## Job
Tally the lines in the rows below that contain the string "building", treating uppercase and lowercase letters as different. Reply with the number alone.

## Material shown
-- BEGIN --

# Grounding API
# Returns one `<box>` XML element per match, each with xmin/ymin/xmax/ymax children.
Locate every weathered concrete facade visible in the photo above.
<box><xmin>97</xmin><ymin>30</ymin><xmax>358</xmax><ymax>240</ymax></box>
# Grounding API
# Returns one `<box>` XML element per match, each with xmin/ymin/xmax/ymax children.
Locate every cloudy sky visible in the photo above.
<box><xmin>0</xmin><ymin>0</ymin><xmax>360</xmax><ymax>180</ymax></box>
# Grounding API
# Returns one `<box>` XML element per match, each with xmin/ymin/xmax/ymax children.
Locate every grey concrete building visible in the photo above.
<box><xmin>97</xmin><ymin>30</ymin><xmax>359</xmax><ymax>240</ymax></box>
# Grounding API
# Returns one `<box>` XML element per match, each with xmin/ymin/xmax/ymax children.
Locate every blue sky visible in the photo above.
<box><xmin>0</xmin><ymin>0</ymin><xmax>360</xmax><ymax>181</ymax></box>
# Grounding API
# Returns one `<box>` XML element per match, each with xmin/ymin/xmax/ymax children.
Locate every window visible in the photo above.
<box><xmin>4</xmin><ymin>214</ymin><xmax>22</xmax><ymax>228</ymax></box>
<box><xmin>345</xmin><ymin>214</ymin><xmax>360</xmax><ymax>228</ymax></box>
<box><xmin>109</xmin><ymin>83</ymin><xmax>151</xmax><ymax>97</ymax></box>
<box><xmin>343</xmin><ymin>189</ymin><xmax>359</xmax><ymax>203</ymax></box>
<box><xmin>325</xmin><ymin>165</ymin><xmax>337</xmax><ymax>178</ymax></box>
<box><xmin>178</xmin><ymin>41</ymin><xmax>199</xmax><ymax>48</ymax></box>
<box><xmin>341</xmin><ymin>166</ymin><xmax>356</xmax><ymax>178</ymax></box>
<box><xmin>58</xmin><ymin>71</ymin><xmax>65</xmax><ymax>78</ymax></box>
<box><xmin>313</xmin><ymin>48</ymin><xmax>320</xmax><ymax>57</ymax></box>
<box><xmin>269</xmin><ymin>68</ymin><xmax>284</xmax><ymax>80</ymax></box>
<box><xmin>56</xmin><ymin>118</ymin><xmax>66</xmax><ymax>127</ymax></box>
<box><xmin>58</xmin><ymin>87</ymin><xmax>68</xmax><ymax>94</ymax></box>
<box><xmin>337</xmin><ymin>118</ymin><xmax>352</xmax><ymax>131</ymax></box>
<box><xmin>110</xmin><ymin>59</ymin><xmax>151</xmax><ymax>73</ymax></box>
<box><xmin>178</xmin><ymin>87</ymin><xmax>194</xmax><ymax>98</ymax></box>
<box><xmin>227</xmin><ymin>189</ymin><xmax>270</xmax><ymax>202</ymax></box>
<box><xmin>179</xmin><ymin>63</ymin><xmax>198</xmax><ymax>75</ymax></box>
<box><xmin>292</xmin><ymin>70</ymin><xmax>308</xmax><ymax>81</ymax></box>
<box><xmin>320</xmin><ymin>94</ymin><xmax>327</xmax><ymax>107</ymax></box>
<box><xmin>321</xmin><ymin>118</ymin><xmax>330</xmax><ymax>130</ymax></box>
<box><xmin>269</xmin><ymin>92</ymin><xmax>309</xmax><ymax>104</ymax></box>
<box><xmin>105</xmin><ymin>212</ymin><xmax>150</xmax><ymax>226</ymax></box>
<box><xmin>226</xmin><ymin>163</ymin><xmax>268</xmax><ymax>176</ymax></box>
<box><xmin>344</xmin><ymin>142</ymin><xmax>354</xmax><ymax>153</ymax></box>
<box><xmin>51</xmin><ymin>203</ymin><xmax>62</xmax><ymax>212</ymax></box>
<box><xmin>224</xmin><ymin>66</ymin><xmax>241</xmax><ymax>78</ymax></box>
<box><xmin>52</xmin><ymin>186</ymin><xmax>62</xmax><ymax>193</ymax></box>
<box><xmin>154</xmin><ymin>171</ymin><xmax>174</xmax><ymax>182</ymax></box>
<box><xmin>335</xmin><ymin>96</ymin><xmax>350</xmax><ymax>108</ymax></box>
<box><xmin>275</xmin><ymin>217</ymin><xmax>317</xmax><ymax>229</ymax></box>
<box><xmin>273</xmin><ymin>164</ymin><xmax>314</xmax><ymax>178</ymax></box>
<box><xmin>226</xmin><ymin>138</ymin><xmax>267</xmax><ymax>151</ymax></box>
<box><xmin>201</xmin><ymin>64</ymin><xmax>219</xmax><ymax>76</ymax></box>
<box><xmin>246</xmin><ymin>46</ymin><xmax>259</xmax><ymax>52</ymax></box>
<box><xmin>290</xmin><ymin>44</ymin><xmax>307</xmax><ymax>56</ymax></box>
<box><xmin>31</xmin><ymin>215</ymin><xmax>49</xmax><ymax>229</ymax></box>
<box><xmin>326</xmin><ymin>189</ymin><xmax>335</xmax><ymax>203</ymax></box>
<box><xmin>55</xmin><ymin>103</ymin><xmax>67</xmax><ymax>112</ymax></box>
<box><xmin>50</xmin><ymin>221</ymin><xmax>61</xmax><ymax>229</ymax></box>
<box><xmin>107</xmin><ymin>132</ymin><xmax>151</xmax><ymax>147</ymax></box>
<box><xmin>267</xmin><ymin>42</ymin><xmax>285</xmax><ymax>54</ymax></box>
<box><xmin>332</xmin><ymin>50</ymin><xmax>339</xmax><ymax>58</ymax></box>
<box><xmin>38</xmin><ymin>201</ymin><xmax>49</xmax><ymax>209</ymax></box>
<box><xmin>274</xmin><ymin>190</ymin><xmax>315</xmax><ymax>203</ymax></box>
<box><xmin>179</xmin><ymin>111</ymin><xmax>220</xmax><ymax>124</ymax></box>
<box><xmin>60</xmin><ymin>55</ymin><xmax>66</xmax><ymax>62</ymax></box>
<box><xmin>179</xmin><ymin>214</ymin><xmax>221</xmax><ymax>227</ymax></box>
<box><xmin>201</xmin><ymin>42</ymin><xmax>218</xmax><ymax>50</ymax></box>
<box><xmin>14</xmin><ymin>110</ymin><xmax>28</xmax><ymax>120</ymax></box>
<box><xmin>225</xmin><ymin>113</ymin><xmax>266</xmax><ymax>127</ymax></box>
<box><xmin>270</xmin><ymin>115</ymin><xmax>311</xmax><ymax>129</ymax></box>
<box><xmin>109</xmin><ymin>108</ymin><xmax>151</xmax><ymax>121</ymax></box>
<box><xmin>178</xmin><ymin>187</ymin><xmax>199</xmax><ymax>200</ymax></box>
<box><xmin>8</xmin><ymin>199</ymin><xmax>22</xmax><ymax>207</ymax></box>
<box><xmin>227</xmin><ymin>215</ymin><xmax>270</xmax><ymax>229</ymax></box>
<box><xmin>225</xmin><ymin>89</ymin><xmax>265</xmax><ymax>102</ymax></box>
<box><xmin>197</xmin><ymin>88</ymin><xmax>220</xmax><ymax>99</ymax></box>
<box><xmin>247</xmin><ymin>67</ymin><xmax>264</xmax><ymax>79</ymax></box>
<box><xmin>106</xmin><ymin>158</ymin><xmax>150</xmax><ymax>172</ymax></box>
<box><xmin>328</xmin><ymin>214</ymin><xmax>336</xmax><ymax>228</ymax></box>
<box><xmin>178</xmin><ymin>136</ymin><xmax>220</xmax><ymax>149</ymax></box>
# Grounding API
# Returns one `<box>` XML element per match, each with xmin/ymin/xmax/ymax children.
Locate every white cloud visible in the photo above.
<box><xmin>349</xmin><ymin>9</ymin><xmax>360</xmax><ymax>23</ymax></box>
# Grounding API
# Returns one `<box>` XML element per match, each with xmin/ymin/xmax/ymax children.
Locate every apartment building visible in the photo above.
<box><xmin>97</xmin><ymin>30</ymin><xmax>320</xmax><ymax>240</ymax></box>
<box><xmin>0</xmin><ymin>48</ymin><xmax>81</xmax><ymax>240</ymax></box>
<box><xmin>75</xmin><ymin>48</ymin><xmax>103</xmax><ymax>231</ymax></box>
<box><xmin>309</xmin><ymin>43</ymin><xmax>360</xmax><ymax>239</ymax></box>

-- END --

## Written answer
2